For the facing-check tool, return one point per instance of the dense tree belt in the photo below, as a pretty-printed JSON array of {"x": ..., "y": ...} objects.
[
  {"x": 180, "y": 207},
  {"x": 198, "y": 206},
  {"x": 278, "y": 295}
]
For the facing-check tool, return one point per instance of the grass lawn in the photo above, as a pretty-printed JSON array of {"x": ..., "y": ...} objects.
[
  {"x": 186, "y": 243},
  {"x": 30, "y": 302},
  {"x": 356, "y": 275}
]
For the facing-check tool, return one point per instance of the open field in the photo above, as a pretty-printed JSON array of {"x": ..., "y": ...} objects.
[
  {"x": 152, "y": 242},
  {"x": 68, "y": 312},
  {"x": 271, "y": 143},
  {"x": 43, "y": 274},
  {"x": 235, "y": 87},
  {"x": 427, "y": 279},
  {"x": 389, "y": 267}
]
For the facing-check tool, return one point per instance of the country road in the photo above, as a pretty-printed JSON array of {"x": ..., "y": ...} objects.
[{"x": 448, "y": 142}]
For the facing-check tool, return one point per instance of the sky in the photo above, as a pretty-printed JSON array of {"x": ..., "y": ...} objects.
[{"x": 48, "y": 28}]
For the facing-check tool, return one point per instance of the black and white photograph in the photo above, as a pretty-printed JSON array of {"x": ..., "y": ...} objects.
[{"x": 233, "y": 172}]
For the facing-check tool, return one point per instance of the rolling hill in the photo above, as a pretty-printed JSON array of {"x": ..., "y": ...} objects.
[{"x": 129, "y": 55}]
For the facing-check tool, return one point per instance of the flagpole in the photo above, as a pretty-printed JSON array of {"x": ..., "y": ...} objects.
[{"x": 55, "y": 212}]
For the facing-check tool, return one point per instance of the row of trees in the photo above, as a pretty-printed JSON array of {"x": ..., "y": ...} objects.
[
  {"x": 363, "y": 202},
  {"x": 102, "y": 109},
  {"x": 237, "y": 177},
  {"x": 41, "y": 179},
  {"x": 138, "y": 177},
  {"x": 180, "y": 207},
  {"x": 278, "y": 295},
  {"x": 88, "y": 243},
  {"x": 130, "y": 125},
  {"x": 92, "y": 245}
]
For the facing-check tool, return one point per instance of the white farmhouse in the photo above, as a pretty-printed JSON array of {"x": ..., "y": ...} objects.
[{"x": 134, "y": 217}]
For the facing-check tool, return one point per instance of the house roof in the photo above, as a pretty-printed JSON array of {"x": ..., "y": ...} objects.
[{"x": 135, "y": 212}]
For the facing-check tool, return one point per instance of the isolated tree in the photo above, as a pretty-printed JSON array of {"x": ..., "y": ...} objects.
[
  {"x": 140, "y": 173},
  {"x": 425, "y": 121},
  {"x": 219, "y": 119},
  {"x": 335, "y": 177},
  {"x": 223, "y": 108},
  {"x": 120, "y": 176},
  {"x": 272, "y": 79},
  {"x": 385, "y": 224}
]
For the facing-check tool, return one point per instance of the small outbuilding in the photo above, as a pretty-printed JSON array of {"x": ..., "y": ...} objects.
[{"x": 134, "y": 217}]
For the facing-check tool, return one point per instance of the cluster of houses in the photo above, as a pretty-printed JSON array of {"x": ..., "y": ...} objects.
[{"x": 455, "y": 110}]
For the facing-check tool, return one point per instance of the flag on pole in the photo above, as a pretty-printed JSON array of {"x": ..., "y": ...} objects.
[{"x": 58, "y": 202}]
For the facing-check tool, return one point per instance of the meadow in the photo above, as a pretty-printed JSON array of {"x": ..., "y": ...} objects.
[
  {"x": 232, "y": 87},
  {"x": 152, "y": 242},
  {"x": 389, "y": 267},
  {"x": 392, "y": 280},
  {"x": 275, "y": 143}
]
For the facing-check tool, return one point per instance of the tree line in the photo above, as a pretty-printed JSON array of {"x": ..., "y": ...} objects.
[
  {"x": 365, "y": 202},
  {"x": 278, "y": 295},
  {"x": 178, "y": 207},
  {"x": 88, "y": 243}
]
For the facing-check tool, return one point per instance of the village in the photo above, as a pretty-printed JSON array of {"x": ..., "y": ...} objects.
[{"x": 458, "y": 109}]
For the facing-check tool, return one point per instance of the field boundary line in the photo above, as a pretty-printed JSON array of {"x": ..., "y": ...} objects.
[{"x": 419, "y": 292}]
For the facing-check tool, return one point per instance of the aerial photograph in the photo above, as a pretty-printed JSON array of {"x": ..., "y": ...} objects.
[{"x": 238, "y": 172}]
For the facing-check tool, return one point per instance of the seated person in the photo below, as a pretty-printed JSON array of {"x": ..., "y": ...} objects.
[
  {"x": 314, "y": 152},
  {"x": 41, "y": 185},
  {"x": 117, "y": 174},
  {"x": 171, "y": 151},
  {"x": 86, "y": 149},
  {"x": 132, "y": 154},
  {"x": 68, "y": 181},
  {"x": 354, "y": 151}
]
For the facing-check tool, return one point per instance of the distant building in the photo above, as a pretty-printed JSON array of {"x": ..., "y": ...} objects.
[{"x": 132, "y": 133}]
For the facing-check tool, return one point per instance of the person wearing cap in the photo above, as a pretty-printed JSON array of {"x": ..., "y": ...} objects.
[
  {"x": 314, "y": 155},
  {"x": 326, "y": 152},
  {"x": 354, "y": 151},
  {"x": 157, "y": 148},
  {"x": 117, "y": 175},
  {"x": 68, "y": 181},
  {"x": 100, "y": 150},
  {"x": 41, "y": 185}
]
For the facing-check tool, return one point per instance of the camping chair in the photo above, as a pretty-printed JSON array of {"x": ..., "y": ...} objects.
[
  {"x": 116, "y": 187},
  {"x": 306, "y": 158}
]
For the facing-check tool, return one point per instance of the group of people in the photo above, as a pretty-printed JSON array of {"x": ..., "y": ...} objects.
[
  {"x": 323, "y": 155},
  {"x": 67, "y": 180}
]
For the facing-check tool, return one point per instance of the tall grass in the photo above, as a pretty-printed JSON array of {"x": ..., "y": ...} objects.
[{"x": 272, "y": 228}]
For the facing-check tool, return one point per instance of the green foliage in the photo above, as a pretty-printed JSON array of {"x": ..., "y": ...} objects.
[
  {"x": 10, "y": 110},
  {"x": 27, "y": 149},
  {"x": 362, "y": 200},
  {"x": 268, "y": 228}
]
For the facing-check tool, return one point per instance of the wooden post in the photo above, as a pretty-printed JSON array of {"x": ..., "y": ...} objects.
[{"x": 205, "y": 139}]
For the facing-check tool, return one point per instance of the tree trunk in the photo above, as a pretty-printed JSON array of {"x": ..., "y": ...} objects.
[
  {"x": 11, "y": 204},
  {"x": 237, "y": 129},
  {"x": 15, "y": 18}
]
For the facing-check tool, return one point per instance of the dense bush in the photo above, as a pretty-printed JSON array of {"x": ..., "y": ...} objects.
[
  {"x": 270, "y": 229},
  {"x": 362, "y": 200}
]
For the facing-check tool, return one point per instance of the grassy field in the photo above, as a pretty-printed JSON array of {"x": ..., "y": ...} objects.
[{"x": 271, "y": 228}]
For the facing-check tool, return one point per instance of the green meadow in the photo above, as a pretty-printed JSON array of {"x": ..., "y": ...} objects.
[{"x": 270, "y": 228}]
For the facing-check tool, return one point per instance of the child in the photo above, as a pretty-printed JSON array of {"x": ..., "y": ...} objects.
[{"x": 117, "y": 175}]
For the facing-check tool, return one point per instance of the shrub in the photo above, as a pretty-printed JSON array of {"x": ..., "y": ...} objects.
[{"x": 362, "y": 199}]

___

→ **What is required**:
Would you reproduce the material above in full, exactly as given?

→ **Problem solution**:
For the facing-check tool, return one point per instance of the dense tree belt in the photo below, as a pretty-printed JSON array of {"x": ..., "y": ...} objects.
[
  {"x": 180, "y": 207},
  {"x": 198, "y": 206},
  {"x": 278, "y": 295}
]
For the facing-check tool, return one point per instance of the grass lawn in the photo above, as a pretty-printed JSON array of {"x": ..., "y": ...} objects.
[
  {"x": 186, "y": 243},
  {"x": 30, "y": 302},
  {"x": 356, "y": 275}
]
For the facing-check tool, return one point per instance of the open field in the photo above, as a pretty-printed JSON array of {"x": ..., "y": ...} objects.
[
  {"x": 152, "y": 242},
  {"x": 68, "y": 312},
  {"x": 271, "y": 143},
  {"x": 43, "y": 274},
  {"x": 235, "y": 87},
  {"x": 427, "y": 279},
  {"x": 389, "y": 267}
]
For the facing-check tool, return one point per instance of the country road in the photo above, as a pretty-printed JSON array of {"x": ..., "y": ...} objects.
[{"x": 448, "y": 142}]
For the facing-check tool, return one point per instance of the sky in the photo above, as a pretty-printed JSON array of {"x": ..., "y": ...} objects.
[{"x": 48, "y": 28}]
For the facing-check tool, return one point per instance of the black and white photograph in the photo above, as a pretty-printed JSON array of {"x": ..., "y": ...} objects.
[{"x": 233, "y": 172}]
For the facing-check tool, return one point per instance of the rolling hill in the photo above, as a pretty-printed JSON array of {"x": ..., "y": ...} objects.
[{"x": 129, "y": 55}]
For the facing-check tool, return one point per instance of the flagpole in the photo above, as a pretty-printed JSON array of {"x": ..., "y": ...} objects.
[{"x": 55, "y": 212}]
For the facing-check tool, return one point per instance of the row of trees in the photo above, as a pretty-printed JSON array of {"x": ..., "y": ...} objects.
[
  {"x": 363, "y": 202},
  {"x": 102, "y": 109},
  {"x": 237, "y": 177},
  {"x": 41, "y": 179},
  {"x": 138, "y": 177},
  {"x": 180, "y": 207},
  {"x": 278, "y": 295},
  {"x": 88, "y": 243},
  {"x": 130, "y": 125},
  {"x": 92, "y": 245}
]
For the facing-check tool, return one point per instance of the white farmhouse in the photo above, as a pretty-printed JSON array of {"x": ..., "y": ...} objects.
[{"x": 134, "y": 217}]
For the facing-check tool, return one point per instance of the house roof in the photo above, as a pretty-printed JSON array of {"x": ..., "y": ...} objects.
[{"x": 135, "y": 212}]
For the facing-check tool, return one point per instance of the isolated tree in the photo above, as a pretty-printed JSON array of {"x": ..., "y": ...} objects.
[
  {"x": 140, "y": 173},
  {"x": 425, "y": 121},
  {"x": 219, "y": 119},
  {"x": 335, "y": 177},
  {"x": 223, "y": 108},
  {"x": 120, "y": 176},
  {"x": 272, "y": 79},
  {"x": 385, "y": 224}
]
For the facing-check tool, return one point per instance of the small outbuilding in the photo above, as a pretty-printed JSON array of {"x": ..., "y": ...} objects.
[{"x": 134, "y": 217}]
For the facing-check tool, return one point per instance of the cluster of houses in the photo above, as a pretty-printed JSON array of {"x": ..., "y": ...} objects.
[{"x": 455, "y": 110}]
For the facing-check tool, return one point per instance of the flag on pole in the photo above, as a pretty-printed JSON array of {"x": ..., "y": ...} objects.
[{"x": 58, "y": 202}]
For the facing-check tool, return one point per instance of the meadow in the photo above, as a pretty-printed JSON array of {"x": ..., "y": ...} objects.
[
  {"x": 232, "y": 87},
  {"x": 152, "y": 242},
  {"x": 389, "y": 267},
  {"x": 392, "y": 280},
  {"x": 275, "y": 143}
]
For the facing-check tool, return one point per instance of the tree line in the photo above, as a pretty-printed JSON array of {"x": ..., "y": ...} objects.
[
  {"x": 365, "y": 202},
  {"x": 278, "y": 295},
  {"x": 178, "y": 207},
  {"x": 88, "y": 243}
]
For the facing-check tool, return one point per instance of the village in the photo above, as a pretty-printed JSON array of {"x": ..., "y": ...} objects.
[{"x": 458, "y": 109}]
For the facing-check tool, return one point per instance of the field boundary line in the photo above, as a pretty-printed JSON array of {"x": ..., "y": ...} objects.
[{"x": 419, "y": 292}]
For the facing-check tool, return one point per instance of the aerial photograph in the photo above, as a pretty-printed JSON array of {"x": ..., "y": ...} objects.
[{"x": 238, "y": 172}]
For the facing-check tool, return one point per instance of the seated person in the photo below, as a pretty-printed JSON array of {"x": ..., "y": ...} objects.
[
  {"x": 314, "y": 152},
  {"x": 41, "y": 185},
  {"x": 117, "y": 174},
  {"x": 171, "y": 151},
  {"x": 86, "y": 149},
  {"x": 132, "y": 154},
  {"x": 68, "y": 181},
  {"x": 354, "y": 151}
]
For the facing-check tool, return one point per instance of the distant building in the photo above, as a pretty-printed JSON array of {"x": ..., "y": ...} objects.
[{"x": 132, "y": 133}]
For the facing-check tool, return one point per instance of the person wearing cap in the photo above, as a pretty-printed JSON array of {"x": ..., "y": ...} objects.
[
  {"x": 314, "y": 155},
  {"x": 326, "y": 152},
  {"x": 354, "y": 151},
  {"x": 157, "y": 148},
  {"x": 117, "y": 175},
  {"x": 68, "y": 181},
  {"x": 100, "y": 150},
  {"x": 41, "y": 185}
]
For the facing-check tool, return one point per instance of the camping chair in the photo above, as a pretty-printed JSON array of {"x": ..., "y": ...} objects.
[
  {"x": 116, "y": 187},
  {"x": 306, "y": 158}
]
For the facing-check tool, return one point per instance of the group of people in the photo above, as a pretty-printed JSON array of {"x": ..., "y": ...} objects.
[
  {"x": 323, "y": 155},
  {"x": 67, "y": 180}
]
For the facing-check tool, return one point per instance of the tall grass in the photo above, as a pretty-printed JSON array of {"x": ..., "y": ...} objects.
[{"x": 272, "y": 228}]
For the facing-check tool, return one point per instance of the green foliage in the photo above, as a pretty-printed JSON array of {"x": ..., "y": ...} objects.
[
  {"x": 10, "y": 110},
  {"x": 27, "y": 149},
  {"x": 362, "y": 200},
  {"x": 268, "y": 228}
]
For the facing-check tool, return one point per instance of the wooden post in the photo above, as a pretty-printed JSON array of {"x": ..., "y": ...} objects.
[{"x": 205, "y": 139}]
For the facing-check tool, return one point per instance of the tree trunk in the photo above, as a pretty-printed JSON array of {"x": ..., "y": ...} objects.
[
  {"x": 11, "y": 204},
  {"x": 237, "y": 129},
  {"x": 15, "y": 18}
]
For the facing-check tool, return one point per instance of the dense bush in the photo above, as a pretty-printed JSON array of {"x": ..., "y": ...} objects.
[
  {"x": 270, "y": 229},
  {"x": 362, "y": 200}
]
For the facing-check tool, return one point per instance of the grassy field in the photo above, as a pretty-printed JSON array of {"x": ..., "y": ...} objects.
[{"x": 271, "y": 228}]
For the facing-check tool, return one point per instance of the green meadow in the photo above, as a pretty-printed JSON array of {"x": ..., "y": ...} objects.
[{"x": 270, "y": 228}]
For the facing-check tool, return one point per instance of the child in the photo above, as a pretty-printed JSON array of {"x": ..., "y": ...} objects.
[{"x": 117, "y": 175}]
For the facing-check tool, return one point per instance of the shrub in the photo above, as a pretty-printed JSON array of {"x": ..., "y": ...} objects.
[{"x": 362, "y": 199}]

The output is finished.